Requirement: Leave every image out, and return the rest of the data word for word.

:: Records for this exercise ::

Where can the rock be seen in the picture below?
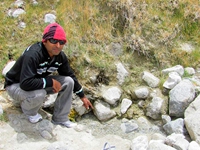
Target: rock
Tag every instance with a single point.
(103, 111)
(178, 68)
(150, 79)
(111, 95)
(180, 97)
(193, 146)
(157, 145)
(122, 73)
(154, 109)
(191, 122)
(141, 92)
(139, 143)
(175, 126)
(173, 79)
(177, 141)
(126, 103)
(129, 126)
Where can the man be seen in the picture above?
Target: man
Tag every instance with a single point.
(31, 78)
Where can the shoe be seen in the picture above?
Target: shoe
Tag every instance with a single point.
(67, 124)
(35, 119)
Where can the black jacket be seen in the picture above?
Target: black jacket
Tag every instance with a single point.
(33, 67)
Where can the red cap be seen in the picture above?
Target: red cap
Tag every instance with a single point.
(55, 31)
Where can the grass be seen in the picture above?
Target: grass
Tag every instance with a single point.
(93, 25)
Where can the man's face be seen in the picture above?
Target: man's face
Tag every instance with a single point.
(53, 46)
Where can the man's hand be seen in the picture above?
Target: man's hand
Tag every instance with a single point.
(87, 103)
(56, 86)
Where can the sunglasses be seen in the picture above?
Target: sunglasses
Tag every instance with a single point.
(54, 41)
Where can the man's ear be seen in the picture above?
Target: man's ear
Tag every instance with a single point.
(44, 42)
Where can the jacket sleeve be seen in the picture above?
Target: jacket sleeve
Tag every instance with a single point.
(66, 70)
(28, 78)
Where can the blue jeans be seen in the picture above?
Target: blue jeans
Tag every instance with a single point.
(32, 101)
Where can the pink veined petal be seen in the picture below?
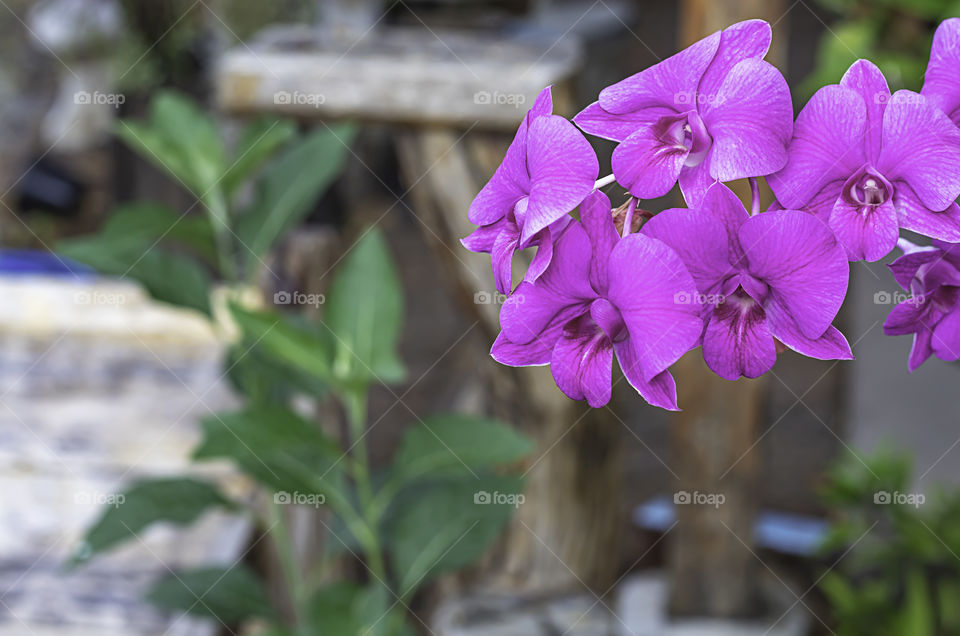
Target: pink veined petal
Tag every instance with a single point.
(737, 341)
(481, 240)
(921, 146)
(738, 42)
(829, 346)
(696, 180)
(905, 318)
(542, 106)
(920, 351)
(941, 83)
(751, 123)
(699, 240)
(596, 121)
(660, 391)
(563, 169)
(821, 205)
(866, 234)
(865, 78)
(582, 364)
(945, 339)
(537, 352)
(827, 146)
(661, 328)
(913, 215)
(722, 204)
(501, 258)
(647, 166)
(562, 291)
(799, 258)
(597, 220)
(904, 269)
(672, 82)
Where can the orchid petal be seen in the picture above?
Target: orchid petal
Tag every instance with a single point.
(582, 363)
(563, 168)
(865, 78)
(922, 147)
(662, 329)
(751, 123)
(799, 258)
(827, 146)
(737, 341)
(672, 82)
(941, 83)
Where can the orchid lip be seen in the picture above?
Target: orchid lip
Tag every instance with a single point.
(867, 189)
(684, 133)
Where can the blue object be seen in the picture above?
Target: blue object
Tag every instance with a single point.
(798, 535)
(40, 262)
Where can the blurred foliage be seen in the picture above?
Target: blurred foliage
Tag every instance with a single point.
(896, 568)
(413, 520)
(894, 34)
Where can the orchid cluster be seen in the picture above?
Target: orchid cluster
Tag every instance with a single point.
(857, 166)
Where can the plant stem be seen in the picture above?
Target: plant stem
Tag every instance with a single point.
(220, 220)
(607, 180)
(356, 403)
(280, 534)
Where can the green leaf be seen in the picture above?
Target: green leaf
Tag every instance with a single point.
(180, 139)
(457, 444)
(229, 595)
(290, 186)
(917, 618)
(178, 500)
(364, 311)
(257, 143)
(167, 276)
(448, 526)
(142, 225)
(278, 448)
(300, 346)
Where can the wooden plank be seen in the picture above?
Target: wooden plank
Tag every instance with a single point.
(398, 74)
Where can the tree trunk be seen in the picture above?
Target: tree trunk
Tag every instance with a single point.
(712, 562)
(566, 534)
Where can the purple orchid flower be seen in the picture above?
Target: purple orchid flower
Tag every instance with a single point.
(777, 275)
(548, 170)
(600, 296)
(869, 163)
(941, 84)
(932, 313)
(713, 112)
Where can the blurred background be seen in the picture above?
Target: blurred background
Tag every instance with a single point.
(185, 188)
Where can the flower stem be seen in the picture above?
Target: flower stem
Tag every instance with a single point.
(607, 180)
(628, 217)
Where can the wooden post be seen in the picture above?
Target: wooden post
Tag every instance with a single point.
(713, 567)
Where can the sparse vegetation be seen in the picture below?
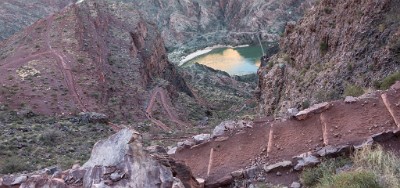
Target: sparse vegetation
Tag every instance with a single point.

:::

The answer:
Where can the rock be seen in the picture below?
Target: rock
Tag every instance with a single point.
(103, 111)
(178, 68)
(150, 79)
(111, 95)
(180, 97)
(193, 146)
(157, 145)
(122, 73)
(154, 109)
(191, 122)
(141, 92)
(139, 143)
(175, 126)
(173, 79)
(177, 141)
(126, 103)
(129, 126)
Where can the man be seen in the picture above?
Target: man
Tag every instance with a single point.
(31, 78)
Where can the shoe be seen in the picture above?
Target: shoe
Tag every instance with a single point.
(67, 124)
(35, 119)
Where can the black jacket be seen in the picture above?
Target: black jacket
Tag every instance with a single point.
(33, 67)
Where can the red cap be seen in the picture above?
Target: red cap
Tag every instance with a single point.
(55, 31)
Where can the grass be seen in the picture above?
Target: grass
Tag every instance with a single point.
(93, 25)
Where can the man's face be seen in the picture above?
Target: man's face
Tag every instance with a single point.
(53, 46)
Where can the man's hand be seen in the picture above?
Target: man's hand
Tag every instance with a single point.
(87, 103)
(56, 86)
Where can the sunglasses be seen in the picture above?
Target: sunglasses
Tag every instance with a single point.
(54, 41)
Where can the man's ear be seen in the picture above?
Target: man's ear
Tag every instance with a single point.
(44, 42)
Where can the jacket sleeve be seen in the picture above?
Target: jacket sleeve
Tag every instance with a single point.
(66, 70)
(28, 78)
Where can the blue jeans be seen in the picture above?
Target: blue jeans
Tag every instance with a single point.
(32, 101)
Where can the pink veined petal be seen in the picture below?
Target: pink veined petal
Tag every instance with a single point.
(737, 341)
(481, 240)
(921, 146)
(738, 42)
(829, 346)
(696, 180)
(905, 318)
(542, 106)
(920, 351)
(941, 83)
(751, 123)
(699, 240)
(596, 121)
(660, 391)
(563, 169)
(821, 205)
(866, 234)
(865, 78)
(582, 364)
(945, 339)
(537, 352)
(827, 146)
(661, 328)
(913, 215)
(722, 204)
(501, 258)
(647, 166)
(562, 291)
(799, 258)
(597, 220)
(904, 269)
(672, 82)
Where can the orchid petal be seen in the picture above?
Target: orchid petal
Tag every instance with a single point.
(582, 363)
(563, 168)
(865, 78)
(922, 147)
(662, 329)
(751, 123)
(799, 258)
(827, 146)
(737, 341)
(672, 82)
(941, 83)
Where can the orchid lip be seen in the picture above?
Target: orchid lip
Tag every instance with a single point.
(867, 189)
(684, 133)
Where can the blue object be seen in the picture above?
Target: blue object
Tag every instance with a single point.
(798, 535)
(40, 262)
Where can the blurred foliage be seen in the picture above?
Target: blurred foliage
Tag every instance with a single point.
(896, 568)
(413, 520)
(894, 34)
Where can the orchid cluster be seen in the picture above?
Target: orchid cluster
Tag every instance with a single point.
(857, 166)
Where can the plant stem be seen in the picture above?
Target: plant stem
Tag every instance with a single point.
(220, 220)
(607, 180)
(356, 403)
(280, 534)
Where can the green leaf be seen in the picture above?
Target: green leaf
Tag every instance with a single point.
(180, 139)
(457, 444)
(229, 595)
(290, 186)
(917, 618)
(178, 500)
(364, 311)
(257, 143)
(167, 276)
(448, 526)
(142, 225)
(278, 448)
(300, 346)
Where can the wooden plank be seen in the picture above?
Target: wooden plank
Tag every instance with a single point.
(398, 74)
Where can the tree trunk be seen in the picture above?
Target: tree trunk
Tag every instance with a single point.
(712, 562)
(566, 534)
Where can the purple orchid flower be seen in the picture above?
Target: purple orchid flower
Tag every instance with a single point.
(777, 275)
(548, 170)
(600, 296)
(869, 163)
(941, 84)
(932, 313)
(713, 112)
Where can the blurred background be seen in the picture above?
Target: blurred background
Tag every instance with a single point.
(185, 188)
Where can the flower stem be seen in the picture above?
Target: flower stem
Tag every instance with a single point.
(607, 180)
(628, 217)
Where can the wooden post be seen in the picture above?
Target: wooden post
Tag every instance with a single point.
(713, 567)
Where can the sparse vegetation be seen in the picture below?
Target: sparse vegetation
Tag every instance with a single point.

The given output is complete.